__Sobre a tarefa__. Reescalone tudo o que vai do início dos itens até a linha que contém "[43,15,123,62]", incluindo as duas pontas. Repita essas linhas com os pedidos de rótulo sem alteração, mas multiplique por 1,25 cada coordenada das caixas nas respostas, arredondando para números inteiros com as metades para cima.

__Itens fornecidos__.
· · · ·

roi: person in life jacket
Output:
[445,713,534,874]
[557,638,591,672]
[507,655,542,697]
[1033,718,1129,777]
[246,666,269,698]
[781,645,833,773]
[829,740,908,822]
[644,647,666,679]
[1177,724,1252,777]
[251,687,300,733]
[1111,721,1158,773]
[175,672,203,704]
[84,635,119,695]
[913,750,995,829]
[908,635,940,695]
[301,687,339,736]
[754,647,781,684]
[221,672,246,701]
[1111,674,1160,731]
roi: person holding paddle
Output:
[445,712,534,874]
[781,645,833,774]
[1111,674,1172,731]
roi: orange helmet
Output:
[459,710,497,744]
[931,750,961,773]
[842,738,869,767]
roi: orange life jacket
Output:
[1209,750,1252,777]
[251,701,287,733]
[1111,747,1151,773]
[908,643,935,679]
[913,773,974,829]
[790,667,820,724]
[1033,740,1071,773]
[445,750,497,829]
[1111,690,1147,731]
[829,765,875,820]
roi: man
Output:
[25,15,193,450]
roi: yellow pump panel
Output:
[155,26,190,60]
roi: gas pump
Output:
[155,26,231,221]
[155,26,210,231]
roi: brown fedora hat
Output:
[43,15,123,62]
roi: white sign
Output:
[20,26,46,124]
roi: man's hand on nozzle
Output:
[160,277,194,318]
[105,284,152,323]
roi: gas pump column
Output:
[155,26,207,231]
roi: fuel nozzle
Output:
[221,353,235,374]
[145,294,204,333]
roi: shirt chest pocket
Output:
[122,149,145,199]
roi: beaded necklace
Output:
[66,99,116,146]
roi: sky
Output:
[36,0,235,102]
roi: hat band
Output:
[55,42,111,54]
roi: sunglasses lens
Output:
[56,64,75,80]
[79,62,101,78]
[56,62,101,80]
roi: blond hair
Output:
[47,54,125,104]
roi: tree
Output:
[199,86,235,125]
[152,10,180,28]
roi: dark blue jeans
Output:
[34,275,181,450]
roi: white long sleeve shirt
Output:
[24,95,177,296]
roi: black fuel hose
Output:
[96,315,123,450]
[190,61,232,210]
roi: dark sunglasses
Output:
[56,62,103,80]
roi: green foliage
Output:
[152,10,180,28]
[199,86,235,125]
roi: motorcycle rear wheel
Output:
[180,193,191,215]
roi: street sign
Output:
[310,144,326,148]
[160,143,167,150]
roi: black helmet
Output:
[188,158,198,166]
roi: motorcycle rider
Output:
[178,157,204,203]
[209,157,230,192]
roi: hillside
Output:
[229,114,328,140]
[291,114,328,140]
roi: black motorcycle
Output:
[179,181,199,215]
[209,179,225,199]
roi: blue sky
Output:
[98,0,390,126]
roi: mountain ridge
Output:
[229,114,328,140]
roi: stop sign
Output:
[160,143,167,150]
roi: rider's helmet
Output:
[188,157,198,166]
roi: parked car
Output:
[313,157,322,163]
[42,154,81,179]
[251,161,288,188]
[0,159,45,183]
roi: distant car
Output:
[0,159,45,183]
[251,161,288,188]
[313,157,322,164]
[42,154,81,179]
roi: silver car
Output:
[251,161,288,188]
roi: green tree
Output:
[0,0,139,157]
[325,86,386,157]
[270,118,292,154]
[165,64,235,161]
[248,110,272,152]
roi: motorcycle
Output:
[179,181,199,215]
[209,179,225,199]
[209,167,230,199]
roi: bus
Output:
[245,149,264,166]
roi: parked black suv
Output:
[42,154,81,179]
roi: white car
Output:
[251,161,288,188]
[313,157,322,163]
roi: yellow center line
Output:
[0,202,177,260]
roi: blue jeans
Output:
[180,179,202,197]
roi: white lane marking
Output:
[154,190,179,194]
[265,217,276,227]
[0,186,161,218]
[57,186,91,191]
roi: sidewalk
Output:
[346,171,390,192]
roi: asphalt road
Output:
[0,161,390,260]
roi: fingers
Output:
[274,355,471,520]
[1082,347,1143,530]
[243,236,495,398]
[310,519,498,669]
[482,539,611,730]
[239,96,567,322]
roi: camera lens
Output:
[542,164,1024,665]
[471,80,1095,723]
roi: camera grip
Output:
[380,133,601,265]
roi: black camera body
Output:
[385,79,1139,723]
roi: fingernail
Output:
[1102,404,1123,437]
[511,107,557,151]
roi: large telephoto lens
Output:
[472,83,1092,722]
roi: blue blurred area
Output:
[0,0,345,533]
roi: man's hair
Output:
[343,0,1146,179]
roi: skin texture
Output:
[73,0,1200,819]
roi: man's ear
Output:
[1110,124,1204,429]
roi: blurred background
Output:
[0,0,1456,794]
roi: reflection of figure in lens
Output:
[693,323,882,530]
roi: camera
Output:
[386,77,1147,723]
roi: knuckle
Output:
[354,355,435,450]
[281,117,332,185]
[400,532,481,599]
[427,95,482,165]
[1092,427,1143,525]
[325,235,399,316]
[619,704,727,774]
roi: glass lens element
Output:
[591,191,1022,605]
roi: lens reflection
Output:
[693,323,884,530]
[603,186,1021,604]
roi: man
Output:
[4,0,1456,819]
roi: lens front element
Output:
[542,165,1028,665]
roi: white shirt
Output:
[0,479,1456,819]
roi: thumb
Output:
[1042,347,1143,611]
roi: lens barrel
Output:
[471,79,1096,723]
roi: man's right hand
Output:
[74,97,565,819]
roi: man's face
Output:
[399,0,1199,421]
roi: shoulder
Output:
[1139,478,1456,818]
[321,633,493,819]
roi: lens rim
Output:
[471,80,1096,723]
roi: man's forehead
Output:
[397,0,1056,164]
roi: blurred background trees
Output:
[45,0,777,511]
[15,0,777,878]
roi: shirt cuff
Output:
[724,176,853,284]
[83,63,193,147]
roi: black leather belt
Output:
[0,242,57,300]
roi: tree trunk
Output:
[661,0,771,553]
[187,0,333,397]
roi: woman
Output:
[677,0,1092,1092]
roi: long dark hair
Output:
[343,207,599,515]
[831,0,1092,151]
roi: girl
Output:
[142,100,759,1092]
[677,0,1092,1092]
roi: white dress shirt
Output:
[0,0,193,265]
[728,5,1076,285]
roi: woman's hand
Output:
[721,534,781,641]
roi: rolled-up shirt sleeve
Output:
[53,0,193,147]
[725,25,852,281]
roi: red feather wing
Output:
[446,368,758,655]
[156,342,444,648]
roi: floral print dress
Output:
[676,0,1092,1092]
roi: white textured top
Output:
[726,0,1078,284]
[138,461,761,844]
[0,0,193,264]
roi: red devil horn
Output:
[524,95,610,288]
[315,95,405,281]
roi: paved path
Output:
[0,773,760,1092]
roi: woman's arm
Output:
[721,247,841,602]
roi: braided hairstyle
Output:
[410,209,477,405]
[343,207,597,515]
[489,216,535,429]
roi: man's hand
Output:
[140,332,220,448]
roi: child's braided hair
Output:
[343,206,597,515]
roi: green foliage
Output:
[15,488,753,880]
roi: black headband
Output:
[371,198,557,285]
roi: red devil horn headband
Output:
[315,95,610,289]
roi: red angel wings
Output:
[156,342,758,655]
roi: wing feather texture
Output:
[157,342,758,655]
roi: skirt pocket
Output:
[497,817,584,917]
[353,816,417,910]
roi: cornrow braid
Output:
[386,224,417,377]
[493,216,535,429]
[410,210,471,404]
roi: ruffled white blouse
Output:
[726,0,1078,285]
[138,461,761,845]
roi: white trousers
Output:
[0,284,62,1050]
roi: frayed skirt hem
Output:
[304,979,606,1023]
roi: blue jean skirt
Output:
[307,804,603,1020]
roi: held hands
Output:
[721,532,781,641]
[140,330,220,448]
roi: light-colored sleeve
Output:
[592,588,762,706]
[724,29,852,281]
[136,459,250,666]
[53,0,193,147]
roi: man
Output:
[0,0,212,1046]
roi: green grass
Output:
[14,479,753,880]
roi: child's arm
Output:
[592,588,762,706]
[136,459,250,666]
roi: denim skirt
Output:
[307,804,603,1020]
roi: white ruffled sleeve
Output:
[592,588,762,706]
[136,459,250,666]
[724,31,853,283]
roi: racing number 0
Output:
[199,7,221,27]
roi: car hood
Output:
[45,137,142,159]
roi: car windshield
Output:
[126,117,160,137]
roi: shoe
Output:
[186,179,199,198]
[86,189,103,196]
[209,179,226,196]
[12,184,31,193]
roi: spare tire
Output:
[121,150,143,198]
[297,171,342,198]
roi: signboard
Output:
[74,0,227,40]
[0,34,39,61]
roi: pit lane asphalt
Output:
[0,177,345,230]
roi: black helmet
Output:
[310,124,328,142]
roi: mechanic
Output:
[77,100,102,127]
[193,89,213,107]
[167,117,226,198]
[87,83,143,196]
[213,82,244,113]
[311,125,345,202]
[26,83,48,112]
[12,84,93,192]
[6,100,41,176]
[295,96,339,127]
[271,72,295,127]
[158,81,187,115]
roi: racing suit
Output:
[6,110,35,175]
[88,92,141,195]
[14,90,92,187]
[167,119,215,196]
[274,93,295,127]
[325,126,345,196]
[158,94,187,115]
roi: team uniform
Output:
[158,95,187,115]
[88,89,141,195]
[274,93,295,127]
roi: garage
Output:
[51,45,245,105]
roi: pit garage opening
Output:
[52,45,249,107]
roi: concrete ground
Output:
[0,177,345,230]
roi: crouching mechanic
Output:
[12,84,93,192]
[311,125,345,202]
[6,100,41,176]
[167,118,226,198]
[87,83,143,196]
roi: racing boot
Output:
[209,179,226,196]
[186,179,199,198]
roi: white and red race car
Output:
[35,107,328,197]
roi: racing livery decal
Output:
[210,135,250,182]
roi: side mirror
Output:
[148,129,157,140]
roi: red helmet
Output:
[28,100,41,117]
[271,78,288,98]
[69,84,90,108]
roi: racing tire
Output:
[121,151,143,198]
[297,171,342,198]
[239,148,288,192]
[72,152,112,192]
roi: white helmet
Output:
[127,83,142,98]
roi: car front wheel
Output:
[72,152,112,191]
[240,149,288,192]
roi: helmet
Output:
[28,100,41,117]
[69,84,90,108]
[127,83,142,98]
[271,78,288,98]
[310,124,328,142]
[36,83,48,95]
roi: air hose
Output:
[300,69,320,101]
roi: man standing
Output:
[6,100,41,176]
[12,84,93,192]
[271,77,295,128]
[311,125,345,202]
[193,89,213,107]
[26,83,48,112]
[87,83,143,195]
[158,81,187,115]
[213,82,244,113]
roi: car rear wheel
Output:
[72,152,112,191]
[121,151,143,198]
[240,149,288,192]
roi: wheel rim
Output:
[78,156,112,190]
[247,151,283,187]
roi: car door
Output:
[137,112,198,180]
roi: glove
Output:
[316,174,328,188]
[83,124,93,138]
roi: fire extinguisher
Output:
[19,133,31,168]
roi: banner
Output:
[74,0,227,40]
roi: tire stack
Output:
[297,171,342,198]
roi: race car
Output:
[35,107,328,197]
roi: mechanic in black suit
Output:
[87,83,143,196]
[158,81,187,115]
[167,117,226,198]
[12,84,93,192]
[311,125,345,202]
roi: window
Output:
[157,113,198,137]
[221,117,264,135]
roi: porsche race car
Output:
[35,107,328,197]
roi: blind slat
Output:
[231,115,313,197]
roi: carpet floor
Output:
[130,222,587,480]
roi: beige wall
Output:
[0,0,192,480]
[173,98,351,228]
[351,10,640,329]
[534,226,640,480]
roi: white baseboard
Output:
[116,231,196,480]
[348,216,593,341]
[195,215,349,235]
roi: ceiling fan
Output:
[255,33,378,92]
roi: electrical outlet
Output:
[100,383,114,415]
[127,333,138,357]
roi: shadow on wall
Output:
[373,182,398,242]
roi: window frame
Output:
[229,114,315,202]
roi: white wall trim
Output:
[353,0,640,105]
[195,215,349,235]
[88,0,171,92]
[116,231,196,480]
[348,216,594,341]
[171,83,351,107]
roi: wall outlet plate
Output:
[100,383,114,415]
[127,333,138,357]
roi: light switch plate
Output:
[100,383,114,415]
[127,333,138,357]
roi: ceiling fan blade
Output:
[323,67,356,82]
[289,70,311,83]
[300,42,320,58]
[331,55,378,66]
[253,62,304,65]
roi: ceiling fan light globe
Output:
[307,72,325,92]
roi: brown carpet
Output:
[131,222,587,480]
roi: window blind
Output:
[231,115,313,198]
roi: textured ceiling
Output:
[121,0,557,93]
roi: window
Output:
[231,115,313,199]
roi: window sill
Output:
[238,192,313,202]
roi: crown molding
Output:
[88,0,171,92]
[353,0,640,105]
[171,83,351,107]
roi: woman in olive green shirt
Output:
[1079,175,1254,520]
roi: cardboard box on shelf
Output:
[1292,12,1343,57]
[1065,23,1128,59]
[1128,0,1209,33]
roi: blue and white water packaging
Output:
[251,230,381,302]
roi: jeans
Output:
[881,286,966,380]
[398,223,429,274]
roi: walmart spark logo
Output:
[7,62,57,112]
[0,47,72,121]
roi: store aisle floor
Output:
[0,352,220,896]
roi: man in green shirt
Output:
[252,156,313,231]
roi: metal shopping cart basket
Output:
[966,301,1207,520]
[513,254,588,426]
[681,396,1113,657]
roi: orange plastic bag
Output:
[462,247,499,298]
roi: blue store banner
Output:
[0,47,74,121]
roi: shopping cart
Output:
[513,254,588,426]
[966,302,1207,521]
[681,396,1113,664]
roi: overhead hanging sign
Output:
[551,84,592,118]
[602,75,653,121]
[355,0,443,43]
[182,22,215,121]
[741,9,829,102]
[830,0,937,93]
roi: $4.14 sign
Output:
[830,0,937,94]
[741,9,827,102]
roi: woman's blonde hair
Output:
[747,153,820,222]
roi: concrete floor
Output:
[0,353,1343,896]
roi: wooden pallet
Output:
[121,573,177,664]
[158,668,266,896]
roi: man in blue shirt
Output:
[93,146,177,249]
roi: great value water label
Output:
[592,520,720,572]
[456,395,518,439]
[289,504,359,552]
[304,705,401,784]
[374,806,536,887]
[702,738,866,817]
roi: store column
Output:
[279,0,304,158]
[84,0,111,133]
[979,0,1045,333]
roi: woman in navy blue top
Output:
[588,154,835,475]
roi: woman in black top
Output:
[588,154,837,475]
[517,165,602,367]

· · · ·

__Solução resolvida__.
roi: person in life jacket
Output:
[556,891,668,1093]
[696,798,739,840]
[634,819,678,871]
[1291,898,1411,971]
[308,833,336,873]
[976,806,1041,966]
[1036,925,1135,1028]
[805,809,833,849]
[1471,905,1565,971]
[314,859,375,916]
[1389,901,1448,966]
[219,840,254,880]
[105,794,149,869]
[1141,938,1244,1036]
[1135,794,1175,869]
[376,859,424,920]
[943,809,976,855]
[276,840,308,876]
[1389,843,1450,914]
roi: person holding paddle
Output:
[556,890,668,1093]
[976,806,1041,968]
[1389,843,1465,914]
roi: orange helmet
Output:
[574,888,621,930]
[1164,938,1201,966]
[1053,923,1086,959]
roi: orange life jacket
Output:
[1511,938,1565,971]
[314,876,359,916]
[1389,934,1439,966]
[1135,804,1169,849]
[1141,966,1218,1036]
[988,834,1025,905]
[1291,925,1339,966]
[556,938,621,1036]
[1389,863,1434,914]
[1036,956,1094,1025]
roi: man
Output:
[31,19,241,563]
roi: yellow pump panel
Output:
[194,33,238,75]
roi: gas pump
Output:
[194,33,289,276]
[194,33,263,289]
roi: brown fedora hat
Output:
[54,19,154,78]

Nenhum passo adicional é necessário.